This is my body
Six weeks ago yesterday, I went in to a small community hospital twenty-eight minutes from my home, gave my name, birthdate, and consent to the people working there, and they let me sleep for two hours.
Parenthood is hard, man. You will literally give up an organ for a few uninterrupted hours of sleep.
And I lost two pounds.
Or had it removed.
This morning as I sit, typing in the dark, I realize that I, the "I" that I was afraid of losing through this surgery, is still here. My self, my identity, me. Still here. And what's more, I don't leak.
And, because I am still me, I have been wondering about what this means. Not so much that my identity survived a hysterectomy, but that I was afraid it wouldn't.
I am circling an idea. An idea that involves the body and the spirit and Eucharist. Having a functional brain would help with parsing it out, but I am just sure that there is a sinew and bone connection to the spirit. In New Seeds of Contemplation Thomas Merton writes, "the 'I' that works in the world, thinks about itself, observes its own reactions and talks about itself is not the true 'I' that has been united to God in Christ."
My experiment in corporeal excision supports this statement, but something within me baulks. I know I am setting myself up for ridicule. There is a pretty hard and fast rule against arguing about spirituality with persons who have taken a vow of silence. I am not accusing him of being wrong. I am just offering this: it is through my body that I have brought life into the world, and, although my womb has been removed, I still feel the generative impulse of my body.
It is in the breaking of the body that we remember Jesus and the poignancy of the Christ.
Like I said...I don't have this one all parsed out. But there is something there.

- _THE DATA_

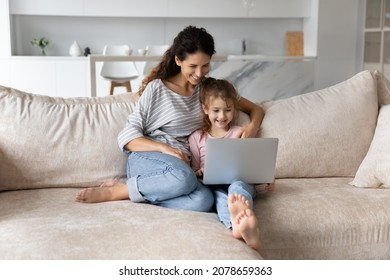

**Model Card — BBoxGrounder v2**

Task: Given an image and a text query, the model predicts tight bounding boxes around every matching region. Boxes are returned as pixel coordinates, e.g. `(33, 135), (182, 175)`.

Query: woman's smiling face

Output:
(175, 52), (211, 85)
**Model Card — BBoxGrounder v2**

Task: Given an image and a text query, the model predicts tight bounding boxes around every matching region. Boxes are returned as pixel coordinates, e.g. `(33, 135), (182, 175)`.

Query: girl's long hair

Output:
(138, 25), (215, 95)
(199, 77), (239, 137)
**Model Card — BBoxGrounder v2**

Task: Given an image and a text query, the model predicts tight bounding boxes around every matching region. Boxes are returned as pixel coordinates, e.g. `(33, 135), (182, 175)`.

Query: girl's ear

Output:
(175, 55), (181, 67)
(202, 104), (208, 115)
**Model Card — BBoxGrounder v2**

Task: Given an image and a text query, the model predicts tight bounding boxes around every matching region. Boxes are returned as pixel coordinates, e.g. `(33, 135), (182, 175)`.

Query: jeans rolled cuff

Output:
(127, 177), (146, 202)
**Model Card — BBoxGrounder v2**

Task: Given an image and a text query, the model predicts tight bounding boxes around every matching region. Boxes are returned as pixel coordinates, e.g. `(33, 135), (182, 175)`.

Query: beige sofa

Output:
(0, 71), (390, 260)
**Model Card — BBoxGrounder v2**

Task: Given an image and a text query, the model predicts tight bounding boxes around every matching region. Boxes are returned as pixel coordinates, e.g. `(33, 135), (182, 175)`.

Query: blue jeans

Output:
(127, 152), (214, 212)
(210, 181), (256, 228)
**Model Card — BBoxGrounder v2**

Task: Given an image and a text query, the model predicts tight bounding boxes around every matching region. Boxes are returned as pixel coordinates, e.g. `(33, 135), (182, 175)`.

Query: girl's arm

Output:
(238, 97), (264, 138)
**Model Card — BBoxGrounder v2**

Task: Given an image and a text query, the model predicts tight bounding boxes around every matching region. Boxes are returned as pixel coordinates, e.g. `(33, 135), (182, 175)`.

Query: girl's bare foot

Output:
(76, 180), (129, 203)
(228, 194), (249, 239)
(237, 209), (261, 251)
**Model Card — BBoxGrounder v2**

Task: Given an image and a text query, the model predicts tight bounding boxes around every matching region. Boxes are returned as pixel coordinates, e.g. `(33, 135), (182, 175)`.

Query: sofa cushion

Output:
(0, 188), (261, 260)
(261, 71), (378, 178)
(254, 177), (390, 260)
(351, 105), (390, 188)
(0, 87), (137, 191)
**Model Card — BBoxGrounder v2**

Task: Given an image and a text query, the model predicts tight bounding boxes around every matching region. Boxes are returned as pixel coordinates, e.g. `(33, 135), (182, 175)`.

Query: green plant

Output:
(31, 37), (50, 55)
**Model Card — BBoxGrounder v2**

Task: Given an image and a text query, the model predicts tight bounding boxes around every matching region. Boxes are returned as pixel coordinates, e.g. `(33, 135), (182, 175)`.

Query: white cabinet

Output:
(167, 0), (246, 18)
(10, 0), (313, 18)
(363, 0), (390, 78)
(9, 0), (84, 16)
(8, 57), (89, 97)
(84, 0), (168, 17)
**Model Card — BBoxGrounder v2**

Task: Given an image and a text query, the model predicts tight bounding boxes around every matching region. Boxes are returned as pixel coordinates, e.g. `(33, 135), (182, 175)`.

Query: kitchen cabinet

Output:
(10, 0), (313, 18)
(9, 0), (84, 16)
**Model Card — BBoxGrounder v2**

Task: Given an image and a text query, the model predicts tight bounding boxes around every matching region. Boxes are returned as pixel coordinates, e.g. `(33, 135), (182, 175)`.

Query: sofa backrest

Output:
(0, 71), (384, 191)
(0, 87), (138, 191)
(260, 71), (378, 178)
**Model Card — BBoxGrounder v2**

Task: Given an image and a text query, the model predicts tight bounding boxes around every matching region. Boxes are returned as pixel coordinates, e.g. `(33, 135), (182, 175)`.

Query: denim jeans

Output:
(127, 152), (214, 212)
(210, 181), (256, 228)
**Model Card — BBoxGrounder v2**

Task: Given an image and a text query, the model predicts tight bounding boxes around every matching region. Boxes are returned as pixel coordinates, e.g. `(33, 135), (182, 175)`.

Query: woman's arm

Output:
(238, 97), (264, 138)
(125, 137), (190, 164)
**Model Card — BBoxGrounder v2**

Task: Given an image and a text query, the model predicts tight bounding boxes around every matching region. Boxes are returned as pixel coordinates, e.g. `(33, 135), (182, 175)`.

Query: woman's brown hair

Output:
(138, 25), (215, 95)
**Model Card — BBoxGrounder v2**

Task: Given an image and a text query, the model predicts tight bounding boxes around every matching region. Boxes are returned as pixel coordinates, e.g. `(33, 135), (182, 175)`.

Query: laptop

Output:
(203, 138), (279, 185)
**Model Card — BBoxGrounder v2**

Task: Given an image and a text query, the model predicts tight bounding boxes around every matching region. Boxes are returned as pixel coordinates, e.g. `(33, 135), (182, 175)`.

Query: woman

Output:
(76, 26), (264, 212)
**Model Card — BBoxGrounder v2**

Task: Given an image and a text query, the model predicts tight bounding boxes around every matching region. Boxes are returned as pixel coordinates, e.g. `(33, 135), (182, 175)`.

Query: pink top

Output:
(188, 126), (241, 171)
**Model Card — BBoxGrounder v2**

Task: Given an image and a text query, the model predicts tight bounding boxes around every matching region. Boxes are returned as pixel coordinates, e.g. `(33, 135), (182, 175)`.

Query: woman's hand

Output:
(162, 145), (190, 164)
(241, 123), (260, 138)
(125, 137), (190, 164)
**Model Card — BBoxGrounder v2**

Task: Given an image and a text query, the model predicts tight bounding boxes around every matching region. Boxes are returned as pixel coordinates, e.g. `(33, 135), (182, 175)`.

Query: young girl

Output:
(189, 78), (260, 250)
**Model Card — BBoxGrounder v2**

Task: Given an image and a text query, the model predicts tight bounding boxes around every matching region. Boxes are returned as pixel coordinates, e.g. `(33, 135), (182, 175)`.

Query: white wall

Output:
(316, 0), (365, 89)
(0, 0), (365, 94)
(12, 15), (303, 56)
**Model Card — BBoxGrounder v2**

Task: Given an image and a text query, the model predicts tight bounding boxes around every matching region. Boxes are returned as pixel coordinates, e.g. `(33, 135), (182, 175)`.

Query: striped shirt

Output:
(118, 79), (202, 155)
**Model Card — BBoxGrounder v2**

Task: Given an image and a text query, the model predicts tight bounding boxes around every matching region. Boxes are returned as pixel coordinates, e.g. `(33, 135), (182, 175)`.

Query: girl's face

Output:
(175, 52), (211, 86)
(203, 96), (234, 129)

- _ASSIGNED TASK_
In the text titled "This is my body," how far from the writer's home was the community hospital?

- _OUTPUT FOR THIS TASK_
Twenty-eight minutes.